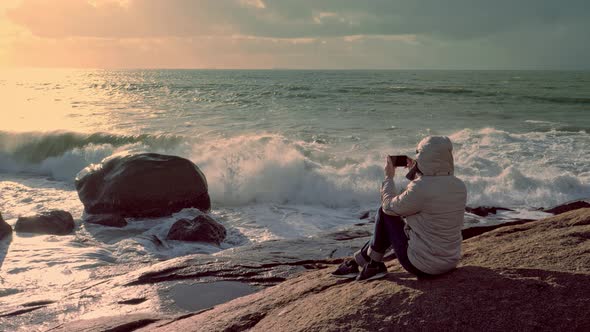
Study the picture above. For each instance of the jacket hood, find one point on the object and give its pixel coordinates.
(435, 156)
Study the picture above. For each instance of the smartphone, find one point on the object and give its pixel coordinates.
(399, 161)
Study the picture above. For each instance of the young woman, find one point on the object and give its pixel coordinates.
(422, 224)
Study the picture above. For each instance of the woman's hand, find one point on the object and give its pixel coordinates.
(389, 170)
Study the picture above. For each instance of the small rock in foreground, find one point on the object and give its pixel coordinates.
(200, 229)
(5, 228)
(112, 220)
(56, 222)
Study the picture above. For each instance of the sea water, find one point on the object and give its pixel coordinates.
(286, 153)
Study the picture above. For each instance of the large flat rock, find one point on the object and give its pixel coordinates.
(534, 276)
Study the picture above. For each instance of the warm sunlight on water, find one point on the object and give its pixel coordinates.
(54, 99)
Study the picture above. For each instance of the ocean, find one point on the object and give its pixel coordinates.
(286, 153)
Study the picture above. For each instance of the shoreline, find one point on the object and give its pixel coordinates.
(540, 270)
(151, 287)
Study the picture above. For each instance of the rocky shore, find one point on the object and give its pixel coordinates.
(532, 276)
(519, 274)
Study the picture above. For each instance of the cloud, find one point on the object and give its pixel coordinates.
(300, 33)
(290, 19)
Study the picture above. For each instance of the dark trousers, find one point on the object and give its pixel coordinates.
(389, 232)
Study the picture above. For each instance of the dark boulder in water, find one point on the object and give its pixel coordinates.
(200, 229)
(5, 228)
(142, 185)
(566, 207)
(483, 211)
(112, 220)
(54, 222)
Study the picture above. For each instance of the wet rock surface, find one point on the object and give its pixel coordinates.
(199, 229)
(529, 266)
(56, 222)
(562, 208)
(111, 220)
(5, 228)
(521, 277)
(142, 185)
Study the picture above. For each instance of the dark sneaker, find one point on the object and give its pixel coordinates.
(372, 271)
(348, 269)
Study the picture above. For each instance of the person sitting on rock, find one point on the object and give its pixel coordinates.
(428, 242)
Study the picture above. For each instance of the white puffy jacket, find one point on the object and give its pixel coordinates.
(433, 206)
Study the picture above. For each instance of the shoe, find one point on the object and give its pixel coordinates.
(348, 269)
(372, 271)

····················

> PROBLEM STATEMENT
Exactly and only the lines from the line containing "Study the picture above. For each instance of the person" through the last line of the entries should be copied, both ends included.

> RESULT FOR THIS EXERCISE
Study the picture above. For each instance of the person sitting on rock, find one point on the object and give its pixel coordinates.
(428, 242)
Study the picture above. For each instance of the white puffy jacket, find one point on the object and give its pixel coordinates.
(433, 206)
Study the picture above. For each instance of the shoe, find one point on the object and give its pixel coordinates.
(348, 269)
(372, 271)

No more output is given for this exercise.